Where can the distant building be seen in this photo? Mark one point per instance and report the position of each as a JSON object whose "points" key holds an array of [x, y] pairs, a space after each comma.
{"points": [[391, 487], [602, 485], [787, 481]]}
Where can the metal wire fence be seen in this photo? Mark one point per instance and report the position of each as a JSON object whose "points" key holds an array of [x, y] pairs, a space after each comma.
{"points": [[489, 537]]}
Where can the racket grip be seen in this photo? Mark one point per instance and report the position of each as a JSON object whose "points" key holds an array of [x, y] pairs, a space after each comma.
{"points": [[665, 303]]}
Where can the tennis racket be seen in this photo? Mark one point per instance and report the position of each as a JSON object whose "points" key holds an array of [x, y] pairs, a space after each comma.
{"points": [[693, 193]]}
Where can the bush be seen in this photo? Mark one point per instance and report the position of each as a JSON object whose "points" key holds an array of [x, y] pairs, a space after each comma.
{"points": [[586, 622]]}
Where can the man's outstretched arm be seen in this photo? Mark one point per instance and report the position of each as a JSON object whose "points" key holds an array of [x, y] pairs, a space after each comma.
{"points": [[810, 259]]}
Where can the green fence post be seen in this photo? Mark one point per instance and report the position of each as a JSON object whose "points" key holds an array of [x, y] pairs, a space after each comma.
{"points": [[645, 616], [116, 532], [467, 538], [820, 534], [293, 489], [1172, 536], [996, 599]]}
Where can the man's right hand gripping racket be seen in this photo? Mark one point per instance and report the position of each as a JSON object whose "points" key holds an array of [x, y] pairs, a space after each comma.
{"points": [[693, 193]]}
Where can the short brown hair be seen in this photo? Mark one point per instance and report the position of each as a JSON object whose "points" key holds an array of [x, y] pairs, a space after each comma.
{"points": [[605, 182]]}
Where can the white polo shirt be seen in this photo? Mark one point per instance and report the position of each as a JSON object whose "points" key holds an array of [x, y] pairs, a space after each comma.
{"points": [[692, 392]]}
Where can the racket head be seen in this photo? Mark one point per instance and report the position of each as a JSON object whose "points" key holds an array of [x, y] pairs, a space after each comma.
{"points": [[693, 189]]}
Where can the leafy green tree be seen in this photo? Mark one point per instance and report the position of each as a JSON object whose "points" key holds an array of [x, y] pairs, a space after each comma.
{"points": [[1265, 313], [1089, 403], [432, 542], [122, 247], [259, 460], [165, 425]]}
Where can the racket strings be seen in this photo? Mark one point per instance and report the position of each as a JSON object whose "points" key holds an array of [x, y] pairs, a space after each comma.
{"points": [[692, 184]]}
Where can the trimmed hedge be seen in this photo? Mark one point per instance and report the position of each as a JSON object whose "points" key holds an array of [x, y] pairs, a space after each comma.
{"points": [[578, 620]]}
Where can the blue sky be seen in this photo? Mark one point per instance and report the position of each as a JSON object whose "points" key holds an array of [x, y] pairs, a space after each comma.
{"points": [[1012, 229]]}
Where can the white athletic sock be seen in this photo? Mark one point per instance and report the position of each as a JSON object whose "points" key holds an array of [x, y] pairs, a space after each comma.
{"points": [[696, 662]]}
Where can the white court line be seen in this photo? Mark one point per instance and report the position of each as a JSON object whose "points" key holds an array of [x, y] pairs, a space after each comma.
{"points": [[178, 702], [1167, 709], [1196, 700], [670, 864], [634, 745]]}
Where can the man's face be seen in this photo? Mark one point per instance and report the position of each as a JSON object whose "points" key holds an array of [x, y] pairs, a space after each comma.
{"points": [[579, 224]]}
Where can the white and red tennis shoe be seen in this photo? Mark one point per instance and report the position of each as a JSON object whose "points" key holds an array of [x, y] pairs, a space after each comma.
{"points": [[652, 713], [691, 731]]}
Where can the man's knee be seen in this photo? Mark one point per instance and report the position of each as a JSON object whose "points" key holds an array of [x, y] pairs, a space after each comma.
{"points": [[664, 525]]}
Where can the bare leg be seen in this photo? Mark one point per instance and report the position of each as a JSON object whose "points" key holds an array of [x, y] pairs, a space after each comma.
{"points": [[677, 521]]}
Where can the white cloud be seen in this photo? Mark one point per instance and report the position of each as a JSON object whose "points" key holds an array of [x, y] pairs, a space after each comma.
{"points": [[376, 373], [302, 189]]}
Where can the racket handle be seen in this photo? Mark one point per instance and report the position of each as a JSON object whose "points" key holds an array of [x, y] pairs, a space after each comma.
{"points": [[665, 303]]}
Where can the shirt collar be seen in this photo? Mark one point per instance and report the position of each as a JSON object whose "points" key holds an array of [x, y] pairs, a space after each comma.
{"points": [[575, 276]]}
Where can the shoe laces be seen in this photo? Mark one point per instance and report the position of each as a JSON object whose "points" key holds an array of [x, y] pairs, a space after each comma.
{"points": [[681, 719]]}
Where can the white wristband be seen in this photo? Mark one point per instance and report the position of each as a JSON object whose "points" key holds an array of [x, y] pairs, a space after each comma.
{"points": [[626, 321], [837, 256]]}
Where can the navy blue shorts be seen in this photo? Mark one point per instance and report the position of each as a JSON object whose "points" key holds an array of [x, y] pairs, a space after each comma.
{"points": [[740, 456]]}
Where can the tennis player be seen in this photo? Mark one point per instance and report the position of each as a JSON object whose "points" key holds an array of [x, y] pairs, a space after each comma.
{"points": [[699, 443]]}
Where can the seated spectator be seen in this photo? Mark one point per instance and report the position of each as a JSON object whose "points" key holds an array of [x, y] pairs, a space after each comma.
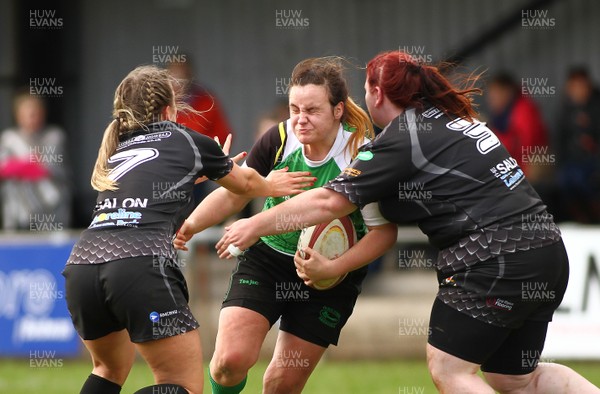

■ ■ ■ ■ ■ ■ ■

*Objective*
Report every line above that contains the word "shorts", copying each one in full.

*Output of the task*
Where can the navy blue shorts be seen in this photo? Mark one point per instance and report the position of each as a JSON object whose "points" key holds an array of [x, y] pairs, a space after each comma.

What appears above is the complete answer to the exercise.